-- DATA FOR THIS TASK start --
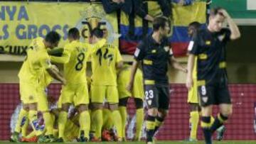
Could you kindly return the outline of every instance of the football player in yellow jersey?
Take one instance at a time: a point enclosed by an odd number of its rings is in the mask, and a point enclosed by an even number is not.
[[[122,117],[122,136],[125,138],[125,125],[127,123],[127,104],[130,97],[134,99],[136,106],[136,134],[134,140],[140,140],[142,135],[142,128],[144,119],[143,99],[143,77],[142,72],[138,70],[135,74],[134,84],[132,93],[126,89],[126,87],[129,82],[131,75],[131,66],[124,65],[117,74],[117,89],[119,93],[119,110]]]
[[[118,48],[106,43],[103,31],[96,28],[92,33],[92,43],[100,43],[104,45],[92,48],[92,83],[91,87],[92,105],[94,109],[92,119],[95,123],[95,138],[101,138],[102,127],[102,108],[105,99],[110,104],[114,118],[119,140],[122,140],[121,116],[118,111],[118,92],[117,88],[117,69],[122,66],[122,59]]]
[[[86,64],[90,50],[90,45],[79,42],[80,33],[76,28],[68,31],[69,43],[64,48],[65,57],[51,56],[50,60],[64,63],[64,77],[67,84],[61,90],[62,111],[59,115],[58,142],[63,141],[68,111],[71,104],[77,107],[80,113],[79,141],[89,138],[90,118],[88,112],[89,94],[86,80]]]
[[[33,40],[27,50],[27,56],[18,73],[21,100],[23,109],[21,110],[15,132],[11,136],[11,140],[18,141],[18,133],[28,119],[33,131],[37,135],[42,138],[39,131],[37,118],[37,106],[38,95],[38,80],[43,70],[46,70],[50,76],[65,84],[65,80],[61,75],[51,67],[50,57],[46,48],[53,48],[58,46],[60,36],[55,31],[48,33],[46,38],[37,38]]]

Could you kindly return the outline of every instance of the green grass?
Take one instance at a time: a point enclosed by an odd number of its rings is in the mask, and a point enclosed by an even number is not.
[[[0,141],[0,143],[10,143],[8,141]],[[38,144],[36,143],[28,143],[28,144]],[[53,143],[55,144],[63,144],[63,143]],[[78,144],[85,144],[85,143],[78,143]],[[102,142],[102,143],[92,143],[89,142],[86,143],[87,144],[145,144],[144,142],[122,142],[122,143],[114,143],[114,142]],[[203,141],[198,141],[198,142],[183,142],[183,141],[157,141],[156,144],[204,144]],[[256,140],[223,140],[221,142],[214,141],[213,144],[255,144],[256,143]],[[16,143],[15,143],[16,144]]]

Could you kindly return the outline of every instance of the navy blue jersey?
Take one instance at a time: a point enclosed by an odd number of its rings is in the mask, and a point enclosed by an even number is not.
[[[163,38],[157,43],[151,36],[147,35],[137,46],[134,58],[142,62],[144,83],[156,85],[169,85],[168,64],[172,51],[168,38]]]
[[[193,36],[188,50],[191,54],[198,56],[199,85],[228,84],[225,47],[230,33],[228,28],[222,28],[216,33],[206,28],[199,30]]]

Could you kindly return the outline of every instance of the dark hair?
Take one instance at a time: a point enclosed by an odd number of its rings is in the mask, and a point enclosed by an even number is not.
[[[56,43],[60,41],[60,35],[55,31],[50,31],[47,33],[45,40],[50,43]]]
[[[193,21],[188,25],[188,28],[193,28],[196,31],[198,30],[201,27],[201,24],[197,21]]]
[[[171,26],[170,21],[166,17],[159,16],[154,18],[153,21],[153,31],[156,31],[159,30],[160,28],[164,28],[166,23],[169,23],[169,26]]]
[[[68,36],[78,40],[80,38],[79,30],[77,28],[72,28],[68,31]]]
[[[100,28],[95,28],[91,32],[91,36],[96,36],[98,38],[103,38],[103,31],[101,30]]]
[[[210,11],[210,16],[215,16],[217,15],[220,15],[222,16],[224,16],[223,13],[220,11],[220,9],[223,9],[223,8],[216,7],[216,8],[211,9]]]

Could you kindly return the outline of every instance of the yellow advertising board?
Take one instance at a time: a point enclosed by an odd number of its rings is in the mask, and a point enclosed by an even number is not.
[[[1,1],[0,53],[25,55],[32,39],[50,31],[61,35],[62,48],[73,27],[80,30],[80,41],[88,42],[90,32],[97,26],[106,30],[109,43],[118,45],[117,13],[107,15],[101,4]]]

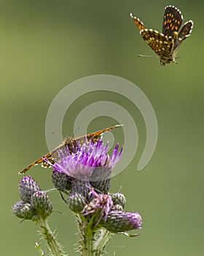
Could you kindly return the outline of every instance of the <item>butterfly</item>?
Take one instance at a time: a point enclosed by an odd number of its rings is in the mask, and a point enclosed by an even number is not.
[[[174,6],[168,5],[165,8],[162,34],[161,34],[156,30],[146,29],[139,18],[134,17],[133,13],[130,15],[139,29],[142,38],[158,55],[161,65],[170,62],[178,63],[176,61],[176,54],[182,42],[191,34],[193,28],[192,20],[186,22],[178,31],[183,21],[181,12]]]
[[[34,165],[37,165],[40,163],[42,163],[42,167],[50,167],[50,165],[45,162],[45,159],[47,159],[52,164],[54,164],[55,162],[58,159],[58,151],[59,149],[64,150],[66,148],[66,147],[68,148],[68,150],[71,153],[73,152],[73,148],[77,148],[77,145],[81,145],[85,143],[87,141],[93,141],[96,142],[98,140],[102,138],[102,135],[104,132],[111,130],[112,129],[121,127],[122,127],[122,124],[117,124],[113,127],[106,128],[101,129],[99,131],[88,134],[87,135],[80,136],[76,138],[66,138],[64,141],[60,144],[58,146],[57,146],[55,148],[52,150],[50,152],[46,154],[42,157],[38,159],[37,160],[32,162],[31,165],[27,166],[23,170],[20,170],[19,172],[19,174],[24,174],[26,173],[31,167]]]

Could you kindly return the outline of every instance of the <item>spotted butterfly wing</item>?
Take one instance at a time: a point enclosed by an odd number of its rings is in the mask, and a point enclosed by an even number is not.
[[[147,29],[132,13],[130,18],[139,29],[142,38],[160,57],[162,65],[170,62],[178,63],[176,61],[176,54],[181,43],[191,34],[192,20],[187,22],[178,32],[183,15],[178,8],[168,5],[165,9],[162,34],[160,34],[156,30]]]
[[[183,22],[181,11],[171,5],[165,9],[162,24],[162,34],[166,37],[173,37],[174,32],[178,32]]]
[[[98,141],[99,139],[101,138],[102,135],[106,132],[111,130],[112,129],[121,127],[122,127],[122,124],[117,124],[109,128],[106,128],[90,134],[88,134],[87,135],[78,137],[76,138],[66,138],[64,142],[61,144],[60,144],[58,146],[57,146],[55,148],[52,150],[50,152],[46,154],[44,157],[39,158],[39,159],[34,161],[31,165],[28,165],[26,168],[20,171],[19,174],[24,174],[26,173],[31,167],[37,165],[40,163],[42,163],[42,167],[50,167],[49,164],[45,162],[45,159],[48,159],[51,163],[55,163],[56,159],[58,159],[58,151],[59,149],[64,150],[66,147],[68,148],[71,153],[73,153],[73,148],[76,148],[76,146],[85,143],[86,141]]]
[[[172,38],[166,37],[156,30],[144,29],[141,31],[144,41],[159,56],[168,56],[172,51],[173,41]]]
[[[191,34],[192,27],[193,27],[192,20],[189,20],[185,23],[185,24],[184,25],[184,26],[181,28],[181,29],[178,33],[178,39],[181,43]]]

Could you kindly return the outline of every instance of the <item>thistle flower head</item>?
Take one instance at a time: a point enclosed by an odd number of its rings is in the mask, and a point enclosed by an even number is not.
[[[48,160],[47,162],[55,171],[74,178],[89,181],[98,180],[101,176],[101,179],[109,178],[114,165],[122,157],[122,148],[119,151],[117,144],[111,156],[108,150],[109,143],[104,146],[101,140],[97,142],[87,141],[74,148],[75,153],[71,153],[68,147],[66,151],[59,150],[59,161],[54,164]]]

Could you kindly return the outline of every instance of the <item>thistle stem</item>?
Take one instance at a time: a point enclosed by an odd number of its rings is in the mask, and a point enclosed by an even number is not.
[[[101,256],[104,248],[111,237],[111,233],[105,228],[94,228],[92,219],[87,219],[76,214],[79,235],[81,236],[80,252],[82,256]]]
[[[47,219],[39,217],[37,223],[40,227],[39,232],[42,233],[44,240],[47,241],[51,255],[64,256],[65,255],[60,248],[60,245],[55,240],[55,235],[48,225]]]

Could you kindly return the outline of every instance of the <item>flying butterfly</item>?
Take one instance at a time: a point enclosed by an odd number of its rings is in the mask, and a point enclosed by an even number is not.
[[[161,34],[156,30],[146,29],[140,19],[134,17],[133,13],[130,15],[139,29],[142,38],[158,55],[161,65],[171,62],[178,63],[176,61],[176,54],[182,42],[191,34],[193,28],[192,20],[186,22],[178,31],[183,22],[181,12],[174,6],[168,5],[165,8],[162,34]]]
[[[58,146],[57,146],[55,148],[52,150],[50,152],[46,154],[42,157],[38,159],[37,160],[32,162],[31,165],[27,166],[26,168],[22,170],[20,172],[19,172],[19,174],[24,174],[26,173],[31,167],[37,165],[39,164],[42,164],[42,166],[44,167],[50,167],[50,165],[45,161],[45,159],[47,159],[52,164],[54,164],[55,162],[58,159],[58,151],[59,149],[64,150],[66,148],[66,147],[68,148],[68,150],[71,153],[73,152],[73,148],[77,148],[77,145],[81,145],[85,143],[86,141],[98,141],[98,140],[102,138],[102,135],[104,132],[109,132],[112,129],[121,127],[122,127],[122,124],[117,124],[113,127],[106,128],[101,129],[100,131],[97,131],[90,134],[88,134],[87,135],[80,136],[76,138],[66,138],[64,141],[60,144]]]

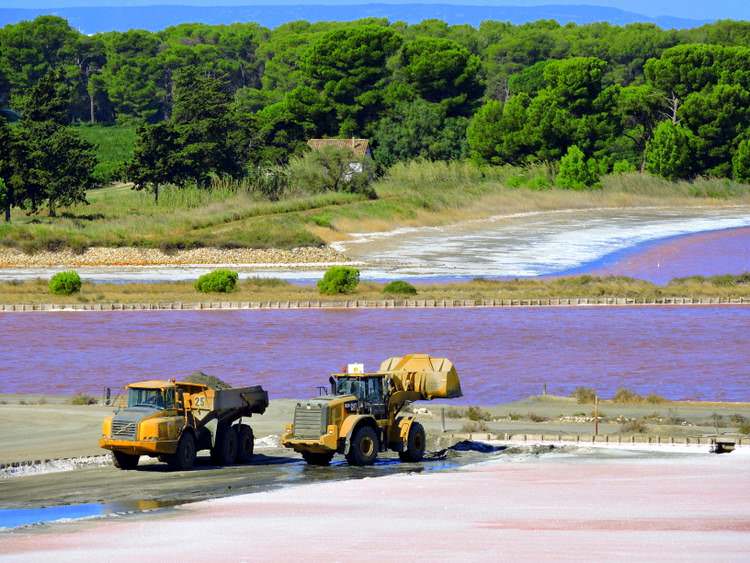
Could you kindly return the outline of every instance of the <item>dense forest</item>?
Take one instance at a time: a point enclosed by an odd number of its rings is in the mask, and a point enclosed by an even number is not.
-- DATA FOR THIS TASK end --
SET EXERCISE — Reproduce verbatim the lines of the entries from the line containing "the <item>dense forest</item>?" through the end of the entries.

OUTPUT FOR THIS TASK —
Could you kindly return the outline of every instance of the <item>dense forest</item>?
Take one instance at a time: a point enclosed by an odd number of its rings is in the mask, and a point enclosed by an even number is not.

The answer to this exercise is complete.